* **How to complete this task**: Without the pictures, write the listing below out again, line for line.

* **Dataset content**:

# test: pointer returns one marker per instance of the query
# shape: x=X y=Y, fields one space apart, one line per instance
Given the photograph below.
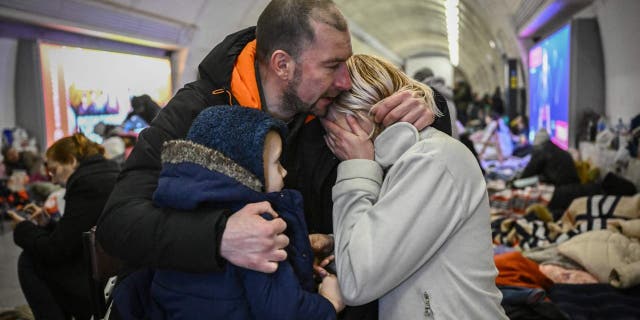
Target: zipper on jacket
x=428 y=312
x=223 y=90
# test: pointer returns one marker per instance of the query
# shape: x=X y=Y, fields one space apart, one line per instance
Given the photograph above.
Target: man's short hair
x=286 y=25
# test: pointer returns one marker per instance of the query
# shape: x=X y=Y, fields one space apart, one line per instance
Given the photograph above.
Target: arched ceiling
x=399 y=29
x=416 y=28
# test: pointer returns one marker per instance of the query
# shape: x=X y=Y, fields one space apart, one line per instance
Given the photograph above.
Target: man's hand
x=403 y=106
x=38 y=215
x=251 y=242
x=321 y=244
x=345 y=144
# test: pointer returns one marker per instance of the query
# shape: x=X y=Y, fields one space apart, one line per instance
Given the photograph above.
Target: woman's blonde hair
x=77 y=146
x=373 y=79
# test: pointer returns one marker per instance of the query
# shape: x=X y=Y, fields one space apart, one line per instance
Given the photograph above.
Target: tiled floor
x=10 y=293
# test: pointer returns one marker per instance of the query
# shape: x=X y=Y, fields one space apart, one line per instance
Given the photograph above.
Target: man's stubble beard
x=290 y=100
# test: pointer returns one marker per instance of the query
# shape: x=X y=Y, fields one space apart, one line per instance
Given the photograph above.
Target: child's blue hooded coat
x=209 y=170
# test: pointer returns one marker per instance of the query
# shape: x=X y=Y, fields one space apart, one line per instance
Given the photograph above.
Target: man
x=296 y=67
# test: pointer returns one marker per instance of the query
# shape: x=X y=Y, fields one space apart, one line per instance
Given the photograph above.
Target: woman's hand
x=345 y=144
x=15 y=217
x=330 y=289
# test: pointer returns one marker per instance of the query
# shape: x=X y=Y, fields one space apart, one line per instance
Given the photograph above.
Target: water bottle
x=621 y=128
x=602 y=124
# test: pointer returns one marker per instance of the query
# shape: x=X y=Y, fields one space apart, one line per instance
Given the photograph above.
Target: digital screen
x=83 y=87
x=549 y=87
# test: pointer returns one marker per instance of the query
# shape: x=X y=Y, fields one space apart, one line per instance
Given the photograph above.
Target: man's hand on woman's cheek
x=405 y=106
x=348 y=144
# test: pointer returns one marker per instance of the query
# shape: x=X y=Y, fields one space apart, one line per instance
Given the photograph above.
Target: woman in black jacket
x=50 y=268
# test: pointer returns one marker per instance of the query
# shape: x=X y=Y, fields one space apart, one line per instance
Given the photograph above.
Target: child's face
x=274 y=173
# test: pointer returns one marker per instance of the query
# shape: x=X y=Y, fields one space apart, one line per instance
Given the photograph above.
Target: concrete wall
x=619 y=27
x=8 y=49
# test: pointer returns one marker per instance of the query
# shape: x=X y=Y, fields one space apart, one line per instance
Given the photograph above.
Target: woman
x=411 y=216
x=50 y=268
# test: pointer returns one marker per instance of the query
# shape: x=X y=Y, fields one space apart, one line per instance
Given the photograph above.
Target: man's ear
x=283 y=65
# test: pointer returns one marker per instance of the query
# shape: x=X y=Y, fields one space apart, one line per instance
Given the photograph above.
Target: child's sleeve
x=279 y=296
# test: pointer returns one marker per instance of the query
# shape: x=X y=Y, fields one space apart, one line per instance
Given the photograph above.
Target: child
x=231 y=158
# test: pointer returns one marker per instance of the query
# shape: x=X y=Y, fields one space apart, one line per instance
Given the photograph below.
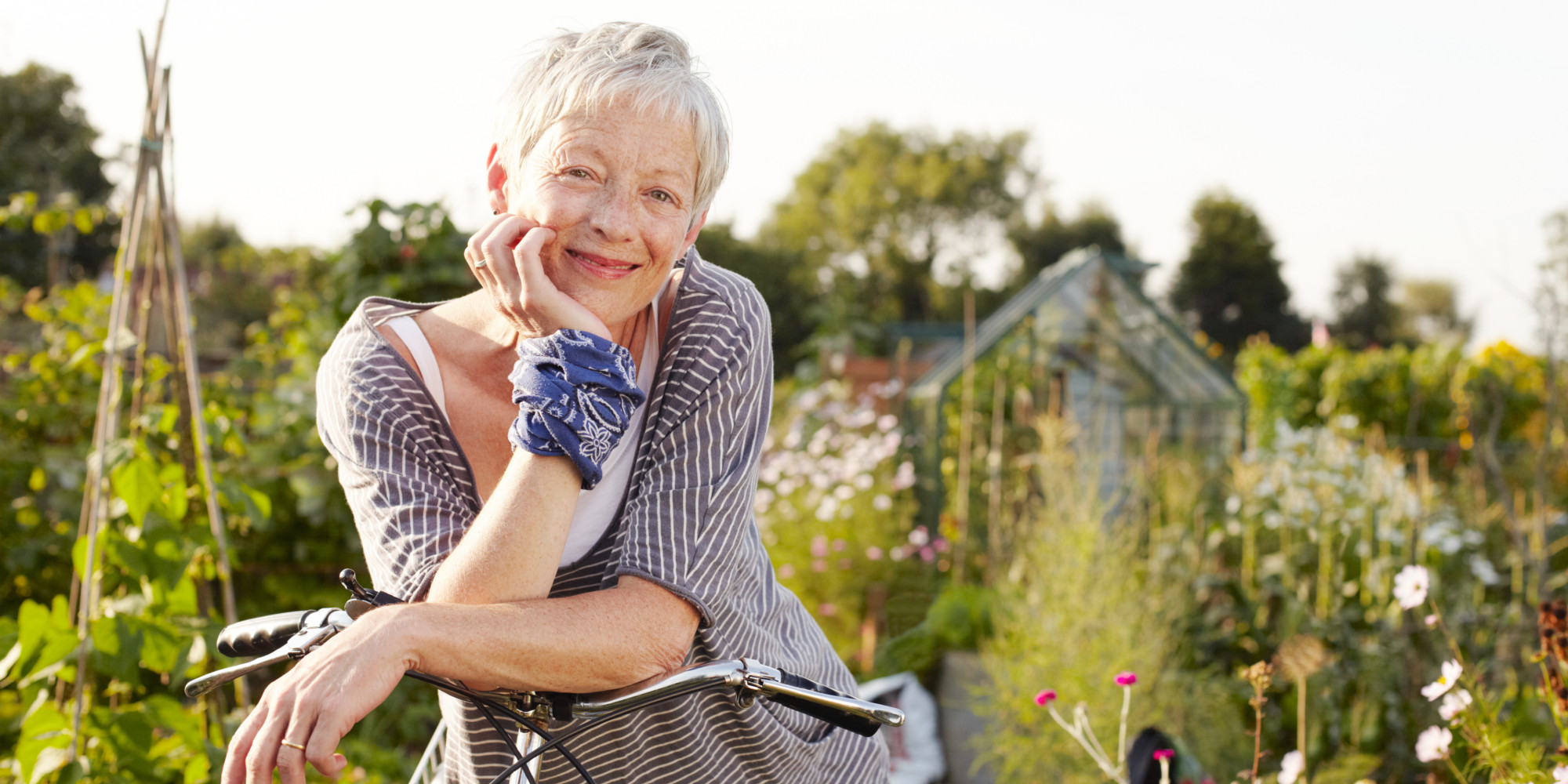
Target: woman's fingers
x=531 y=267
x=321 y=750
x=299 y=731
x=496 y=250
x=241 y=746
x=261 y=758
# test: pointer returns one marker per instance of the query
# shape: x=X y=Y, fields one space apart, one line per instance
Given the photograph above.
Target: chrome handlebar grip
x=316 y=630
x=746 y=677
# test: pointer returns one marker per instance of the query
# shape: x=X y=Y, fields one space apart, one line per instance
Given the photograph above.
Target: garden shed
x=1081 y=339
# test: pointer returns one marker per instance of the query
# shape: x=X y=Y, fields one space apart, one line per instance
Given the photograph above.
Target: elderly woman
x=559 y=470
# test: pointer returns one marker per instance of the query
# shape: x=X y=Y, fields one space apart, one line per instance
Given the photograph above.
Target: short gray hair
x=648 y=67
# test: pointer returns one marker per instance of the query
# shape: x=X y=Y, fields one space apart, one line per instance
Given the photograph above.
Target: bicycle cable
x=481 y=700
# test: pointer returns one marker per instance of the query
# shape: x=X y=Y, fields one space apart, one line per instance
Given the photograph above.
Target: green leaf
x=137 y=484
x=128 y=736
x=169 y=419
x=43 y=730
x=46 y=637
x=161 y=647
x=264 y=504
x=173 y=499
x=198 y=771
x=170 y=716
x=117 y=648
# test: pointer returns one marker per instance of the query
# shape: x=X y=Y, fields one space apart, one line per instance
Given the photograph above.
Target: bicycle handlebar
x=261 y=636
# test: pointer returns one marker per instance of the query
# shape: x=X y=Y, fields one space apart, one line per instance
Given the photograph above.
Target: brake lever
x=299 y=645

* **Result**:
# test: pointer returns one marker per instance of the query
# shape: x=X y=Y, fields one space apart, one line per instance
Given the photograph below.
Target: zipper on jacket
x=428 y=312
x=223 y=90
# test: pointer returns one marker per instance of the query
# shape: x=X y=Y, fields one space apart, one line per instance
Given the photograph above.
Target: man's short hair
x=286 y=25
# test: pointer returns one marker per instance of the query
# shape: x=X y=Y, fields one space apart, one line per instance
Given the photograph above.
Target: arched ceiling
x=399 y=29
x=416 y=28
# test: pointer returns one marker per instance of the query
# shape: x=X y=Y, fields one space apart, one line per instance
Given the photograph above.
Target: man's hand
x=403 y=106
x=38 y=215
x=251 y=242
x=321 y=244
x=345 y=144
# test: pointer returns one marker per instance of the query
# shape: x=X y=Y, fields one space apart, one line per instance
Given the photograph above.
Target: woman's blonde hair
x=77 y=146
x=373 y=79
# test: pointer returns one marker per instance of the query
# shape: x=X y=Y, fields one space apart, one line per instance
Given the photograph above.
Target: tiled floor
x=10 y=293
# test: pointer returns one marker per instance of the query
# shape: x=X y=Y, fields one space apart, one line per instance
Given the photograph above.
Target: man's stubble beard
x=290 y=100
# test: pointer returns one marker per instance of the query
# shape: x=X y=Y, fields one space apart, one line per instance
Given the photograph above.
Target: child's blue hooded coat
x=209 y=170
# test: pointer returns one marker per instance of the query
# shape: x=X y=Y, fields one space apart, one line per instance
Given the photograph above.
Target: man
x=296 y=67
# test: pointer returns one marker per instance of the query
# shape: x=X y=Y, fields one space apart, one line per instance
Given the photograph above.
Target: woman's hand
x=345 y=144
x=15 y=217
x=330 y=289
# test: pointer returns one marker per instance of the query
# shape: x=X y=Y, fields one space apart, one line per instance
Given the photograph above.
Target: water bottle
x=621 y=128
x=602 y=124
# test: pointer returns one marker per instance of the query
# shape: x=X y=Y, fields one space apart, one line per instance
Given the photograph above.
Target: digital screen
x=83 y=87
x=549 y=87
# test: pointer returns one marker per instance of the query
# shape: x=X y=Y, fields one space apart, one line per instance
Given the photograph above.
Target: man's hand on woman's cheek
x=405 y=106
x=348 y=144
# test: pointer returns one marker per instance of the query
# shape: x=X y=Y, fields one space apart, one line per instance
Given the photograph above.
Target: woman in black jacket
x=50 y=268
# test: pointer returns one marker per instance of the query
# shape: x=X y=Y, fields one space apart, one line per instance
Given the photograph above.
Target: child's face
x=274 y=173
# test: pointer returns one marker per instance of the query
# shape: x=X y=Y, fields one space apart, one line per instance
Given the photograph above.
Target: concrete wall
x=619 y=27
x=8 y=49
# test: pointer returns one marker per instance of the query
# shape: x=X y=Y, fields one space apart, one line per instance
Given the photograph above.
Target: woman
x=411 y=216
x=50 y=268
# test: pointer returns one marker per instance of the query
# shape: x=X y=Y, fields one space apart, one line per instance
Given the photograph above.
Target: man's ear
x=283 y=65
# test: pointer returns one marker per instance of the query
# shape: x=X y=Y, fields one space apart, one line per instance
Given the photograph above.
Target: child's sleeve
x=279 y=296
# test: pointer returns one marker per instance of the query
# shape: x=X y=Y, fields one space apart, one line per instance
Given the photograph above.
Target: child
x=231 y=158
# test: pointer returns one marker per instance of the query
# shape: x=X y=Y, fields one space apart, one line per instance
Given the photograph below.
Target: woman's fingers
x=531 y=267
x=321 y=750
x=299 y=731
x=496 y=250
x=241 y=746
x=261 y=758
# test: pointer returns one marker per instance of the query
# shape: x=X y=Y, fields one space apart, one line per instance
Given the photograph above.
Target: chrome handlebar grip
x=316 y=630
x=746 y=677
# test: pointer returns one marker per instance of the query
# shape: x=X y=Y, fields one space apart, one line per instance
Given the photograph above.
Target: garden shed
x=1081 y=339
# test: pointer returns one marker per instance of the query
# shape: x=X y=Y, fields one space apart, one line per instance
Given the photograph above.
Target: elderly woman
x=559 y=470
# test: pointer returns one marker per instance of the query
# shape: x=X y=Y, fields one space apart, one line per instance
Given the photograph above.
Target: short gray hair
x=648 y=67
# test: pointer returns one marker per instance of the query
# shape: x=X y=Y, fields one space apart, one line per instance
Given the photograph above.
Target: bicycle cable
x=481 y=700
# test: pointer returns one marker per instance of the query
# shape: x=X y=Y, fields one space apart, one line per instance
Given the photograph above.
Target: green leaf
x=137 y=484
x=128 y=736
x=169 y=419
x=43 y=730
x=46 y=637
x=161 y=647
x=264 y=504
x=173 y=499
x=198 y=771
x=170 y=716
x=117 y=648
# test: pointer returns one marker per instance of the query
# shape: x=X y=Y, fields one space apart, one line per instance
Given the photograph above.
Target: bicycle handlebar
x=261 y=636
# test: pointer returns one marker per instance of the query
# shape: x=X y=Y, fields one space apart, one line per instance
Given the photograph above.
Target: brake lever
x=299 y=645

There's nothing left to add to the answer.